_ASSIGNMENT_: Every line below that holds "wall" must be copied.

Start of SUPPLIED RECORDS

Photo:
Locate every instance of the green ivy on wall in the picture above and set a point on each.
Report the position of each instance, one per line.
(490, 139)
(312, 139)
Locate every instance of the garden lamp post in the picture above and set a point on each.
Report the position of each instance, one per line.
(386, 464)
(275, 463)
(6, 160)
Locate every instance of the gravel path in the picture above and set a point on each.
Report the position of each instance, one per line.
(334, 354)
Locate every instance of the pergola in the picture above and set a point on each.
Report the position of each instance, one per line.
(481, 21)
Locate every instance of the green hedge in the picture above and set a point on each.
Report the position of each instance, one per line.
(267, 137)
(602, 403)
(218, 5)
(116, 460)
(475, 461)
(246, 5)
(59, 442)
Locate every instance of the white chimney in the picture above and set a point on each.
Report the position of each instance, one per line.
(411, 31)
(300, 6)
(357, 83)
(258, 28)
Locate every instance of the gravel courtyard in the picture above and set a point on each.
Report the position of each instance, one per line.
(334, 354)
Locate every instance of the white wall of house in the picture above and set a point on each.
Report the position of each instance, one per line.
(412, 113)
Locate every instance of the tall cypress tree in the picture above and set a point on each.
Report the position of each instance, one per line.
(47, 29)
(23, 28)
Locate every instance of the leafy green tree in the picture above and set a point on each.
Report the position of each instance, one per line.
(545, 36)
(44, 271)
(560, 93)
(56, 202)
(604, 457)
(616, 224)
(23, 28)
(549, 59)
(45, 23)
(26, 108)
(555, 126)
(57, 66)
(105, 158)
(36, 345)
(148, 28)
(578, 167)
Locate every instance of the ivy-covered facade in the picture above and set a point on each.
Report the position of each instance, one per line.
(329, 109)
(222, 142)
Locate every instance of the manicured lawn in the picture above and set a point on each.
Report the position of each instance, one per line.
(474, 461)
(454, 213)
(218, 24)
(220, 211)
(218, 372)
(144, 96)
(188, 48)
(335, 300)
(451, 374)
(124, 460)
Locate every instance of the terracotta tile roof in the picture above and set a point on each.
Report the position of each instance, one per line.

End of SUPPLIED RECORDS

_EXERCISE OUTPUT_:
Locate every instance of the green ivy on wall in the picture above and set a point on each.
Locate every instance of the white wall of house in the picture above and set a point on each.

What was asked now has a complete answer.